Document segment:
—————

Time to Give Yourself a Reality Check? Consider This

Every year I give myself a reality check that straightens the deluded stories I tend to tell myself. Here's how.

Updated:

“It’s useful to make the distinction between reports and stories.”

Phil Rosenzweig, The Halo Effect

Less Storytelling, More Reporting

One of my favorite books I read last year was The Halo Effect. It tears apart bestselling books like Good to Great that claim to have done irrefutable research about what leads to success. What those books really do is use heaps of data to support nice stories that have zero predictive value. 

I highlighted this in my notes: “It’s useful to make the distinction between reports and stories.” This applies beyond business to life. 

When it comes to reporting in life, I’m a huge advocate of keeping a record of what you do, day in, day out. “Lifelogging,” I call it. It’s one of my favorite (non-human) additions to my life. 

In the eight years since I started keeping a record of everything I do, my system has evolved into an increasingly complex organism. It now contains a “second brain” and organizes my life. Four years ago, it grew a new appendage: 

Letters to myself.

Dear Me

I write a letter to my future self at the beginning of every year. In it, I report what’s going on in my life, my proudest accomplishments from the past year, what I’m hoping/expecting/predicting for in the year ahead, and questions for my one-year-older self.

Then I live the year. 

Things never go as expected—myself, especially. So I generously edit, erase, and fudge the stories I tell myself to make them coherent and make myself not look so bad.

—————

Dataset content:
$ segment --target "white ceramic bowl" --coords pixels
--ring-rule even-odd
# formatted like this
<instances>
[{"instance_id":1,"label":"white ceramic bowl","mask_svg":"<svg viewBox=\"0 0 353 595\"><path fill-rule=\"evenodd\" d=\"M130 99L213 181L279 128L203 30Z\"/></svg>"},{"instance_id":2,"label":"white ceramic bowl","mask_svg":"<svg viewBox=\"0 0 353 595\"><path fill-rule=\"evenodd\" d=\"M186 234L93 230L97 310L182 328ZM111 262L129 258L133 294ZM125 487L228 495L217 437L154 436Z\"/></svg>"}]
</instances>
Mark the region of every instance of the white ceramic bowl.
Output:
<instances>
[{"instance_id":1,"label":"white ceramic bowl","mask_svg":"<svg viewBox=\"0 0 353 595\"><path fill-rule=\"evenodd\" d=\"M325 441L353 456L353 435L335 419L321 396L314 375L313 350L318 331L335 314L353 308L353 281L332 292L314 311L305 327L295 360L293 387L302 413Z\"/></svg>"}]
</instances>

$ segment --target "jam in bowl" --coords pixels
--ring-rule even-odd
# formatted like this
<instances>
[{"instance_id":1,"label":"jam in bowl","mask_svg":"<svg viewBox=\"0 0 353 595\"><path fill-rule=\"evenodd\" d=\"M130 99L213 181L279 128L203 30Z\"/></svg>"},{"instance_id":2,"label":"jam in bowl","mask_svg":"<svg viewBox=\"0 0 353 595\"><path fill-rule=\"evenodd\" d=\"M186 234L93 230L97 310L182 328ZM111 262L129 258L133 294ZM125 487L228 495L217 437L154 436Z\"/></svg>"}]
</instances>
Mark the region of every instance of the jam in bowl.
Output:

—————

Task instructions:
Pick up the essay on yearly letters to your future self where it stops, and keep writing it. The lines above are separate material and have no connection to the reality check essay.

Response:
“I’m figuring things out through trial and error! Progress!”

Then, as the New Year approaches, I start telling myself, “This next chapter’s going to be a game-changer. I’m on the cusp.”

But then I open my letter from the beginning of the year. Inside is a reality check. A cold shower. A pinch to my dreaming ego. 

Self-Interrogation

Reading my letter from Jan 2023 felt like my younger self was interrogating me: 

“How’d the year go?”

Current Chris: “Ok personally. Not amazing professionally. But even in my failures, I made progress.”

“Failures? Oh no. But you launched The Zag, right? That must have been a major stepping stone.”

“That stepping stone’s sinking.”

“What? The ‘comfort zone gym’ concept flopped?”

“Oh yeah. I forgot I was really into that concept for a while. I kinda dropped it. Moved on.”

“What? Why?”

“Nobody seemed interested.”

“How come? What did you try?”

“This and that.”

“Sounds like you didn’t push hard enough.”

“Yeah, well, neither did you in your past year, buddy. Check your letter.”

Embrace the Face Slaps

My letters from my past selves make it hard for me to duck reality as it slaps me in the face. 

But they’re healthy slaps! Friendly, too. I look forward to them. And this year’s stinger has motivated me to think bigger, broader, and beyond blogging.

For the first time since I pretired in 2013, I’m thinking about working for someone else to learn from them. Or working on a new business, relegating The Zag to pastime status. So I’ve begun exploring how I can be uniquely useful in a completely different professional context, while still enjoying what I do. 

Let’s see what happens. For better or for worse, things won’t go as I expect. The only thing I know for sure is this: About a year from now, I’ll have a friendly face-slap ready to bring my story back in line with reality.

Consider giving yourself a reality check, too?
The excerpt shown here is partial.